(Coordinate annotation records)

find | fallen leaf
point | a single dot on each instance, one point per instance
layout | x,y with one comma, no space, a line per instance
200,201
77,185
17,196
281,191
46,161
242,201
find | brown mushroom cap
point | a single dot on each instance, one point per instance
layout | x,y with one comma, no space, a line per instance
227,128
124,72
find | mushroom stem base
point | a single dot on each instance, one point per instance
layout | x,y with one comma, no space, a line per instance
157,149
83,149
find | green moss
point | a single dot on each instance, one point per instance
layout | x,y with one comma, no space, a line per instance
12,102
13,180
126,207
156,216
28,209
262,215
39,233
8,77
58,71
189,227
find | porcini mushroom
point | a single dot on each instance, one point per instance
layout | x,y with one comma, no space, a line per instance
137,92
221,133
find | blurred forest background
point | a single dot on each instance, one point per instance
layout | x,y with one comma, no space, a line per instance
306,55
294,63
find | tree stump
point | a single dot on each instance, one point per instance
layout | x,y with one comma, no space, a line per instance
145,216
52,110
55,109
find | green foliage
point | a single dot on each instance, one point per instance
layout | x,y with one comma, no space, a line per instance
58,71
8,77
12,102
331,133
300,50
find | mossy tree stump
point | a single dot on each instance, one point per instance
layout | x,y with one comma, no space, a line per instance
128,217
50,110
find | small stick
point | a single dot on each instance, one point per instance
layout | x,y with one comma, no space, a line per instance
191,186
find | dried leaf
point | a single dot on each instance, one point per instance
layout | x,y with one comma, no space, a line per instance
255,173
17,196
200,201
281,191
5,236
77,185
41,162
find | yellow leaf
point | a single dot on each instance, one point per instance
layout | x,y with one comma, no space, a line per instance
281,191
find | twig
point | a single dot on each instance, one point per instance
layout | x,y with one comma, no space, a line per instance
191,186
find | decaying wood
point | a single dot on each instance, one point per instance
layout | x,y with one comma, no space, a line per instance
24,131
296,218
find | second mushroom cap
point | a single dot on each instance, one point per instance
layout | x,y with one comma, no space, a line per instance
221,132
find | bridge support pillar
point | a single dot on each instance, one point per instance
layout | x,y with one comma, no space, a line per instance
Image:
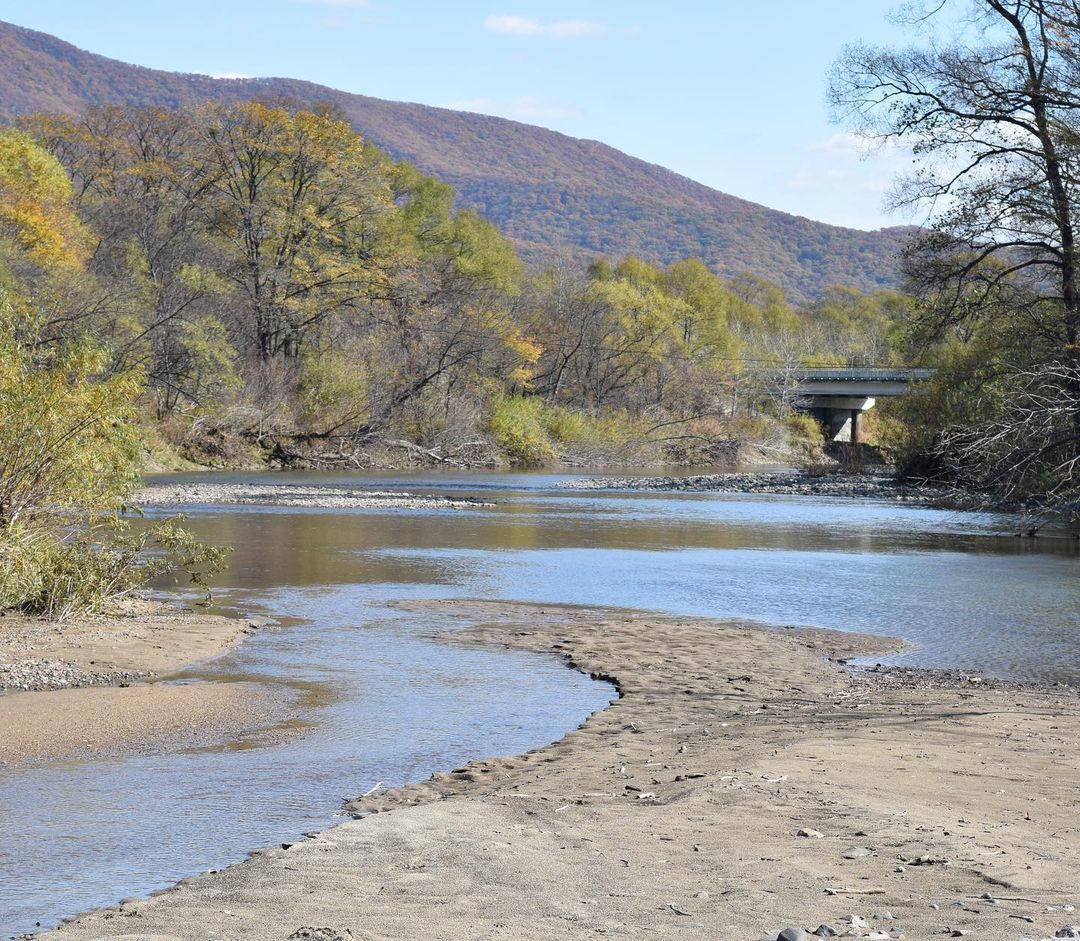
840,415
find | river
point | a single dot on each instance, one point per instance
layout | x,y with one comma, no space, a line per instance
382,702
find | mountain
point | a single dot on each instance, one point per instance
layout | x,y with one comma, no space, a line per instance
545,190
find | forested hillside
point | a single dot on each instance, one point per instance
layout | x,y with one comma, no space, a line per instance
549,192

**Task to complete**
Everything from the line with "find | yellow leaf" through the end of the records above, and nothing else, is to be quoted exactly; please leave the pictures out.

**Result of the exercise**
find | yellow leaf
point | a single dot on each instance, one point per instance
layout | x,y with one comma, no space, a line per instance
281,191
find | twig
point | a single dot on each instance, one point per instance
layout | x,y with one comma, no space, a line per instance
191,186
find | decaying wood
point | a single dot on each instance, one point per instance
layout | x,y with one comma, no space, a line per instance
24,131
296,218
find | second mushroom cap
point | a single dot on each instance, one point per instance
layout | x,y with one comma, no space, a line per instance
221,132
find | bridge support pillar
point | a single dot on each instance, one point per instance
layout | x,y with one comma, no space, a line per instance
Image:
840,415
find | river
point | a single dot on each instance, one point per instance
layout | x,y with one comma, no space, a line per instance
382,702
find | mountain
point | a single dot on each instance, one point per instance
layout | x,y with one comma, no space, a line per instance
545,190
find | forested hillside
point | a single dot on each instance, one point per instance
layout | x,y with one comma, no space, a line per instance
549,192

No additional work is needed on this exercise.